= Inner Six =

Six founding member countries of the European Communities

The six founders of the European Communities (European Coal and Steel Community, European Community, Euratom)

The Inner Six (also known as the Six or the Six founders) were the six member states of the European Communities, the predecessors of the European Union, namely Belgium, France, West Germany, Italy, Luxembourg, and the Netherlands. They were the original members of the European Communities, which were later succeeded by the European Union. Named for their location on a map of western Europe, the Inner Six contrasted with the "Outer Seven", which pursued a free-trade system.

== History ==
The Inner Six are those who responded to the Schuman Declaration's call for the pooling of coal and steel resources under a common High Authority. The six signed the Treaty of Paris creating the European Coal and Steel Community on 18 April 1951 (which came into force on 23 July 1952). Following on from this, they attempted to create a European Defence Community: with the idea of allowing West Germany to rearm under the authority of a common European military command, a treaty was signed in 1952. However the plan was rejected by the Senate of France, which also scuppered the draft treaty for a European Political Community (which would have created a political federation to ensure democratic control over the new European army).

Dependency on overseas oil and the steady exhaustion of coal deposits led to the idea of an atomic energy community (a separate Community was favoured by Monnet, rather than simply extending the powers of the ECSC as suggested by the Common Assembly). However, the Benelux countries (Belgium, the Netherlands, and Luxembourg) and West Germany desired a common market. In order to reconcile the two ideas, both communities would be created. Thus, the six went on to sign the Treaties of Rome in 1957, establishing the European Economic Community and the European Atomic Energy Community. The institutions of these communities would later be merged in 1967, leading to them collectively being known as the "European Communities".

== Inner Six and Outer Seven ==
The "Inner Six" were in contrast to the "Outer Seven" group of countries who formed the European Free Trade Association rather than engage in supranational European integration. Five of the Outer Seven would themselves later join the European Communities.

| EU EC members (Inner Six) | EFTA members (Outer Seven) |
|---|---|
| Belgium; France; Italy; Luxembourg; Netherlands; West Germany; | Austria; Denmark; Norway; Portugal; Sweden; Switzerland; United Kingdom; |

The EC Inner Six alongside the EFTA Outer Seven from 1960 to 1972:

The six would continue in their co-operation until 1973 when they were joined by two of the Outer Seven (UK and Denmark) and Ireland.

== Enlargement and Brexit ==
The events of the 1956 Suez Crisis showed the United Kingdom that it could no longer operate alone, instead turning to the United States and the European Communities. The United Kingdom, along with Denmark, Ireland and Norway, applied for membership in 1960. However, French President Charles de Gaulle saw British membership of the Community as a Trojan horse for United States interests, and hence stated he would veto British membership. The four countries resubmitted their applications on 11 May 1967 and with Georges Pompidou succeeding Charles de Gaulle as French President, the veto was lifted. Negotiations began in 1970 and two years later the accession treaties were signed with all but Norway acceding to the Community (Norway rejected membership in a 1972 referendum).
-- -- --
--- Required actions ---
(1) Reproduce the Inner Six page word for word from "The six founders of" to "a free-trade system.".
(2) Using the Inner Six page, mark each statement yes or no and quote the deciding words. (a) The Treaty of Paris came into force on 18 April 1951. (b) The Senate of France rejected the plan for a European Defence Community. (c) Norway acceded to the Community after the accession treaties were signed.

--- Record set ---
-- -- --
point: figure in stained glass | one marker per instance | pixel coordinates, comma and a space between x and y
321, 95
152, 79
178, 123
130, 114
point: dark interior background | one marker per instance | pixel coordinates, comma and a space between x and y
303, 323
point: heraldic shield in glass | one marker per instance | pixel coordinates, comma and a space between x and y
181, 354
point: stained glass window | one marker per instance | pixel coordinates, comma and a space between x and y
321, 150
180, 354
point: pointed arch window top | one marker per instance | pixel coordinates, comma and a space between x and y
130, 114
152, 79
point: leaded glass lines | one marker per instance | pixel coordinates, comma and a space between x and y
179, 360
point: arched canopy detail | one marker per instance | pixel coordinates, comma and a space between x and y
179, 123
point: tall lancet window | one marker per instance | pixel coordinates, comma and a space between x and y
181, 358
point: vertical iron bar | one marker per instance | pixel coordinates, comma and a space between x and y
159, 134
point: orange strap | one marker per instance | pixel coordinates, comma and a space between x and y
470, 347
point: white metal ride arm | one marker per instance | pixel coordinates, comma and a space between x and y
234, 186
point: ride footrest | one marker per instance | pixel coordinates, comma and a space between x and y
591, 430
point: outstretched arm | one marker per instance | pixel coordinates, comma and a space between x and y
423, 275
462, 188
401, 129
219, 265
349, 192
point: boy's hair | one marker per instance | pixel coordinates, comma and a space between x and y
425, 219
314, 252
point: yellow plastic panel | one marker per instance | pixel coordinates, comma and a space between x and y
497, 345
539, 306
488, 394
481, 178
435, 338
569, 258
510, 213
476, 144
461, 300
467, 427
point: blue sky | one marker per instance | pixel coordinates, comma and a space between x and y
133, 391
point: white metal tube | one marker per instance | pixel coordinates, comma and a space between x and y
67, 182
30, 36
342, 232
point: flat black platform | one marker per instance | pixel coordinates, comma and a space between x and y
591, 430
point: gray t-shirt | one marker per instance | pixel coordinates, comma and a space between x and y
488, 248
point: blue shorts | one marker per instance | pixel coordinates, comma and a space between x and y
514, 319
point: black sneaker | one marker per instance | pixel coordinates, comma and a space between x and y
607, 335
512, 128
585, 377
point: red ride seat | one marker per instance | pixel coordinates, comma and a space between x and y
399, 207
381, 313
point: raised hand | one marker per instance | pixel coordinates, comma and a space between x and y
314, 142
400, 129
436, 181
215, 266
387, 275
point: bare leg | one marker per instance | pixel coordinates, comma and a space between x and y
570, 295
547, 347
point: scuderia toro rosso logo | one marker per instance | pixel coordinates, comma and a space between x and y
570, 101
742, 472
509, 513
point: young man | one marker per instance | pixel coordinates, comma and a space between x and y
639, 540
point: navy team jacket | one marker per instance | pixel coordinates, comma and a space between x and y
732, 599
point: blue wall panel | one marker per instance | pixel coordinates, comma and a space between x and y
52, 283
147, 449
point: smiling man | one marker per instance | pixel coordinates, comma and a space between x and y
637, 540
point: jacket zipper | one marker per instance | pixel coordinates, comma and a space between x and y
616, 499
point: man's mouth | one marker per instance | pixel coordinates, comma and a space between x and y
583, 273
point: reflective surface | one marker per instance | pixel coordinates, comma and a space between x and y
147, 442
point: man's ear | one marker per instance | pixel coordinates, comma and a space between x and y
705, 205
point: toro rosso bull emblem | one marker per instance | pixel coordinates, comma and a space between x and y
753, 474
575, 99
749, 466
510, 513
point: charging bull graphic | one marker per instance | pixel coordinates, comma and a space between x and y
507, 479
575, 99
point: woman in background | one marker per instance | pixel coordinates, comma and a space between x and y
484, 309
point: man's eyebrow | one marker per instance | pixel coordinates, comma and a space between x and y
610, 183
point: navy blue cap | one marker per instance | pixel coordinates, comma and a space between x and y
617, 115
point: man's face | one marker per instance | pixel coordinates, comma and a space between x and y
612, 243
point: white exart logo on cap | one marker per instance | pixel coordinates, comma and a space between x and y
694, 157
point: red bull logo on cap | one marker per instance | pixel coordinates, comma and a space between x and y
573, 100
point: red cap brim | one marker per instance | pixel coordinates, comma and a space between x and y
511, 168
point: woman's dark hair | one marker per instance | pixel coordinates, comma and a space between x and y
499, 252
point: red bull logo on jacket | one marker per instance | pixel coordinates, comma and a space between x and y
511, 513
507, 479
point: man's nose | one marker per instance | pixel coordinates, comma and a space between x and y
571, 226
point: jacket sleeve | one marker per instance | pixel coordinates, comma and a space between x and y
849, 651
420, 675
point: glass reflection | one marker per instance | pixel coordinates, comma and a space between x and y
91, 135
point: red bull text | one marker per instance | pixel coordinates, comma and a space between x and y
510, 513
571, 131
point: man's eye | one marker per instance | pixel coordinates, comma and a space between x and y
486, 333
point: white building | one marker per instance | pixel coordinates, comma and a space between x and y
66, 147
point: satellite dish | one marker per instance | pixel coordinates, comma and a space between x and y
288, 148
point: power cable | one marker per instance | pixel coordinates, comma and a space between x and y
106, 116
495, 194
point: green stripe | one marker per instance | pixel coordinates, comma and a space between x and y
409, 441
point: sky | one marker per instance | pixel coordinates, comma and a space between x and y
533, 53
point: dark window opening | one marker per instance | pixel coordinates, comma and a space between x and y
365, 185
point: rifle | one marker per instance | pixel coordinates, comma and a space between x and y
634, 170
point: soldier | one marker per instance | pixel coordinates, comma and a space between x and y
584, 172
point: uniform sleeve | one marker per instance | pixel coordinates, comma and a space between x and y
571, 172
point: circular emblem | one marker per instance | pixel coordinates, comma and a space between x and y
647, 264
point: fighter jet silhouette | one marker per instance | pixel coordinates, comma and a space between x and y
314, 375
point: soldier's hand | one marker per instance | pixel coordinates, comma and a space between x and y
-- -- --
--- Answers to the exercises ---
(1)
The six founders of the European Communities (European Coal and Steel Community, European Community, Euratom)

The Inner Six (also known as the Six or the Six founders) were the six member states of the European Communities, the predecessors of the European Union, namely Belgium, France, West Germany, Italy, Luxembourg, and the Netherlands. They were the original members of the European Communities, which were later succeeded by the European Union. Named for their location on a map of western Europe, the Inner Six contrasted with the "Outer Seven", which pursued a free-trade system.

(2)
(a) No: "signed the Treaty of Paris creating the European Coal and Steel Community on 18 April 1951 (which came into force on 23 July 1952)"
(b) Yes: "However the plan was rejected by the Senate of France"
(c) No: "with all but Norway acceding to the Community (Norway rejected membership in a 1972 referendum)"